>> begin Records provided

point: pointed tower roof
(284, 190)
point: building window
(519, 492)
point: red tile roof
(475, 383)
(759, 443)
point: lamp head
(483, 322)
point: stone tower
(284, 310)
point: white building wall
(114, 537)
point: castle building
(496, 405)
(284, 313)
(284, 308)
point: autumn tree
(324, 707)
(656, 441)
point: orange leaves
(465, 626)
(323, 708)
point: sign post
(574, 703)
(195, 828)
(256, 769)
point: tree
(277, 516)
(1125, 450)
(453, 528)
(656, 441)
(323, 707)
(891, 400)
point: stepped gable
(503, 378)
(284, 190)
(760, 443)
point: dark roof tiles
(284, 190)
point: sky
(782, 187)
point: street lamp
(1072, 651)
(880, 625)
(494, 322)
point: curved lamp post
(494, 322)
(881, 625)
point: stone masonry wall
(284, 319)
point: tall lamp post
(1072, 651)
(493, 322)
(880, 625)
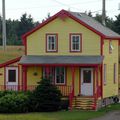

>> end Records provided

The request
Copy out word for word the lines starting with the one containing "point: curved lamp post" and continuing through the final line, leaving out the pictures.

Correct result
point: curved lamp post
(494, 322)
(881, 625)
point: stone masonry wall
(284, 319)
point: tall lamp post
(1072, 651)
(493, 322)
(880, 625)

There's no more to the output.